**WHAT THIS EXERCISE ASKS**
(a) In the text on St Andrews chemistry instruments, what is the top fast MAS speed on the 600 MHz machine?
(b) Say whether each statement agrees with the text on St Andrews chemistry instruments. Answer yes or no and quote the deciding words. (i) The Waters Synapt G2 is mobility capable. (ii) The Bruker HCT ion trap is equipped with Dionex HPLC. (iii) The ICP-OES can also detect a limited number of non-metallic elements.
(c) From the text on St Andrews chemistry instruments, copy the part that opens with the words containing "A solid-state NMR" and closes with "(by FT-ICR MS)".

**DOCUMENT EXTRACT**

For more information please contact Dr Juraj Bella.
Bruker Avance NMR instruments at the School of Chemistry in St Andrews.
A solid-state NMR service is available in St Andrews with access to 400 MHz HFXY and 600 MHz Bruker Avance III spectrometers. A wide range of double- and triple-resonance experiments have already been implemented and, in addition to routine experiments, fast MAS (up to 40 kHz on the 400 MHz machine and 60 kHz on the 600 MHz machine) and variable-temperature experiments are also possible.
For more information please contact Dr Daniel Dawson.
The School of Chemistry is equipped with a suite of MS instruments for a range of analyses. These include -
- Small molecule nominal and accurate mass measurement.
- Complex mixture mass analysis (by FT-ICR MS)
- MALDI MS-imaging
- Metal analysis by inductively coupled plasma mass spectrometry
- Biomolecular mass spectrometry analysis
- intact protein mass analysis
- peptide mass fingerprinting
- top-down fragmentation
- native mass spectrometry
Specific Instruments Available
- 12T Bruker SolariX. Fourier Transform Ion Cyclotron Resonance Mass Spectrometry (FT-ICR MS) . Several techniques are available for these instruments: principally electrospray or nanoelectrospray ionisation (ESI) via an automated Advion Nanomate as well as matrix-assisted laser desorption ionisation (MALDI) imaging. Equipped with Dionex HPLC. APPI is also available.
- Bruker Ultraflex MALDI TOF TOF: a MALDI Time-of-Flight system for peptide, protein analysis. Also suited for MALDI imaging.
- Bruker HCT high capacity ion trap with ESI and nESI interface. Equipped with nano HPLC.
- Bruker ESI Micro-Tof equipped with LC for automated small molecule mass analysis
- Waters Synapt G2. A Mobility capable Q-ToF with nanoESI and ESI and an LC interface.
- Waters Q-TOF with an extended mass range quadrupole, equipped with nanoESI and ESI and an LC interface.
- ThermoElectron MAT 900 Sector instrument A number of ionisation techniques are available, including Electron Impact (EI), Fast Atom Bombardment (FAB) and electrospray ionisation (ESI). GC and LC MS analysis is also possible for accurate mass analysis.
- Two LCQ Thermo Finnegan instruments with LC ESI.
- A GC-MS platform. Instruments are available for open access use following training.
- ICP-OES for trace analysis of metal elements (0.0002-1000ppm) and a limited number of non-metallic elements (e.g. S, P). Perkin Elmer Optima 5300 DV ICP-OES.

**DATASET EXTRACT**
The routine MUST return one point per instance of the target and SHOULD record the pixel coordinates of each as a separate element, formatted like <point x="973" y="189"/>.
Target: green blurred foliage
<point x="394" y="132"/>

**ANSWERS BELOW**
(a) 60 kHz

(b)
(i) Yes: "A Mobility capable Q-ToF with nanoESI and ESI and an LC interface."
(ii) No: "Equipped with nano HPLC."
(iii) Yes: "a limited number of non-metallic elements (e.g. S, P)"

(c)
A solid-state NMR service is available in St Andrews with access to 400 MHz HFXY and 600 MHz Bruker Avance III spectrometers. A wide range of double- and triple-resonance experiments have already been implemented and, in addition to routine experiments, fast MAS (up to 40 kHz on the 400 MHz machine and 60 kHz on the 600 MHz machine) and variable-temperature experiments are also possible.
For more information please contact Dr Daniel Dawson.
The School of Chemistry is equipped with a suite of MS instruments for a range of analyses. These include -
- Small molecule nominal and accurate mass measurement.
- Complex mixture mass analysis (by FT-ICR MS)